Given passage START
The Association of American Physicians and Surgeons, in a letter to the judge in the Hurwitz case, charged he was convicted on the basis of “false expert testimony”, which it described as “egregious.”
Their letter said, “That a tiny percentage of his patients then broke the law with their prescriptions does not justify imprisoning Dr. Hurwitz for the rest of his life. A conviction based on this false medical testimony should not stand….”
The Hurwitz situation is not isolated. Throughout the U.S., physicians have been prosecuted, jailed, or have lost their licenses to practice medicine. In addition to Hurwitz, Dr. Ronald McIver is serving 30 years, Dr. Freddie Williams is serving life, and Dr. James Graves received a 62-plus-year sentence for diversion in 2002.
According to Prof. Libby, who has become an authority on the subject, “Many doctors have been convicted and almost no one has been acquitted.” He told us, “Most attorneys tell their clients to cop a plea and not fight it in court.”
Given passage END
Collected material START
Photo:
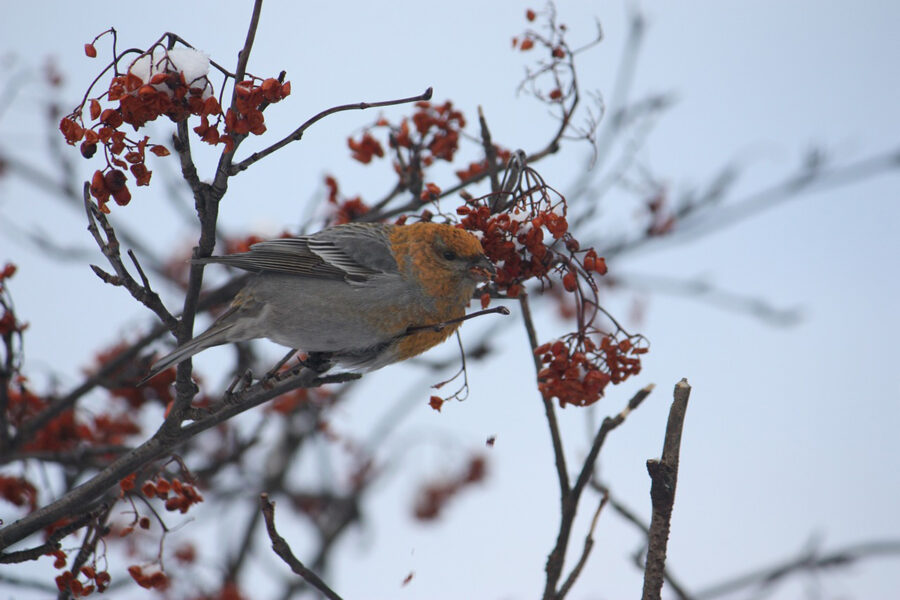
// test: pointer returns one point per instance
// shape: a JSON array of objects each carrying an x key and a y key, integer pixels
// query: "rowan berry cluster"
Collected material END
* To do:
1/ In the passage on the Hurwitz case, how long is Dr. Ronald McIver's sentence?
2/ Resume the passage on the Hurwitz case, picking up after its final sentence.
The lines have no part in this.

* Results of the tasks:
1/ 30 years.

2/
Richard Paey was convicted of fraudulently submitting multiple copies of opioid prescriptions to treat chronic pain. He was in New Jersey where his doctor treated him, but then moved to Florida where he was unable to find a physician to write prescriptions to treat his pain.
Frightened by what they term a “brutal display of executive power”, most doctors, including those in the field of pain management, have simply abandoned this sickest and most vulnerable segment of our population. Patients suffering from mild to moderate pain, and requiring low dosages of opioids may still find care, but those patients with high dosage requirements are increasingly shut out of care altogether.
In 2004 it was estimated that many of the 5,000 pain specialists in the United States, would not prescribe opioids. Those few medical practices that do treat chronic pain with opioids impose severe restrictions on patients’ freedoms. Prof. Libby told us that many doctors are now prescribing over-the-counter medications such as aspirin and Tylenol, “which are far more dangerous than opioids if taken in large quantities.”
The DEA claims it investigates less than one per cent of physicians who prescribe OxyContin or other drugs covered by the Controlled Substances Act. The agency reported arresting 34 doctors out of 963,385 registered doctors in 2003, for selling opioids to addicts or drug dealers for money, sex, or favors. That is less than 0.001% of the total number of licensed doctors, the DEA said.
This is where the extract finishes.